WRITTEN INSTRUCTION
Print verbatim the lines of the entries from the one containing "Objective: for every instance of the girl's right" to the last, inclusive, and no others.

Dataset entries
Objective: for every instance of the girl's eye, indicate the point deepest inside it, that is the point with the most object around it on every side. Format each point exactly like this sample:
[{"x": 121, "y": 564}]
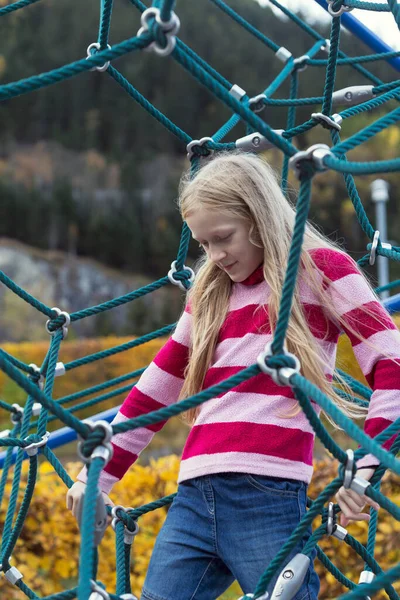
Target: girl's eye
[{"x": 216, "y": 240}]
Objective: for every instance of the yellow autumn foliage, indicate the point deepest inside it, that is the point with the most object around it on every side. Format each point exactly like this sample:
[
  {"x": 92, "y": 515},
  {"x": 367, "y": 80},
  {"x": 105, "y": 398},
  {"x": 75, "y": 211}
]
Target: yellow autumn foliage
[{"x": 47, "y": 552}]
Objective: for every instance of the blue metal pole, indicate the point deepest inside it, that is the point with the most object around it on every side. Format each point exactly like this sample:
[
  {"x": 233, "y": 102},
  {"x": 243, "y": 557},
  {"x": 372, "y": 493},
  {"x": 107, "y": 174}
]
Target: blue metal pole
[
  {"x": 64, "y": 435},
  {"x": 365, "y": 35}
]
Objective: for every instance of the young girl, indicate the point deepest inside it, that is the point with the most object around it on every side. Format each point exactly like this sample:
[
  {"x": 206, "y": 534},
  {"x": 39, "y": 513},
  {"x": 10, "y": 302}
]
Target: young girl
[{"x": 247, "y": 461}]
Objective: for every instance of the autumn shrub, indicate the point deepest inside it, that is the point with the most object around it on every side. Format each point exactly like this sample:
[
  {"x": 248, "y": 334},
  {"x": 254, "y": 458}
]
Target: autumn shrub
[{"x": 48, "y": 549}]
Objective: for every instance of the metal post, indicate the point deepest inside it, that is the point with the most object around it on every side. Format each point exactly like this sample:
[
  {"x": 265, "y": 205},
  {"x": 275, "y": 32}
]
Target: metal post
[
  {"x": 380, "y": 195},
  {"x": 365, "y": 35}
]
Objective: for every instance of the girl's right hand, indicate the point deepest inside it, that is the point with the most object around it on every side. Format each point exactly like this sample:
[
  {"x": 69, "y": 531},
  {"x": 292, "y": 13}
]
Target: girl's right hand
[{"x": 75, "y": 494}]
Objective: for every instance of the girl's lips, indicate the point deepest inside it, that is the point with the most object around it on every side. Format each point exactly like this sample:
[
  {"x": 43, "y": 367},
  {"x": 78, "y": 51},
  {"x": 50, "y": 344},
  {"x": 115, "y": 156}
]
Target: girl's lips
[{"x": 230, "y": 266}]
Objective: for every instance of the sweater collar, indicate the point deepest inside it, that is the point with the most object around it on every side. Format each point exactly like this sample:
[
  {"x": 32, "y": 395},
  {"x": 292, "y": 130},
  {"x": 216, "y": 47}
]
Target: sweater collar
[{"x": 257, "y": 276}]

FULL OUTPUT
Objective: for every instance of the girl's right hand, indicate the point deepest inside it, that is the point with the most object around it on every side. Format each point exactly like this sample:
[
  {"x": 69, "y": 531},
  {"x": 292, "y": 13}
]
Target: girl's right hand
[{"x": 75, "y": 494}]
Objective: for every instance of the girl's lips, indicate the point deepest inside it, that is the point with the most object around it on every side. Format each point exactly like this sample:
[
  {"x": 43, "y": 367},
  {"x": 78, "y": 51},
  {"x": 50, "y": 344},
  {"x": 115, "y": 156}
]
Target: girl's lips
[{"x": 230, "y": 266}]
Objective: for every instance of the sweater collar, indicate the point deepest inside it, that is the point with the most object around it on every side. Format each point exactly like this sample:
[
  {"x": 32, "y": 395},
  {"x": 292, "y": 130},
  {"x": 216, "y": 47}
]
Target: sweater collar
[{"x": 257, "y": 276}]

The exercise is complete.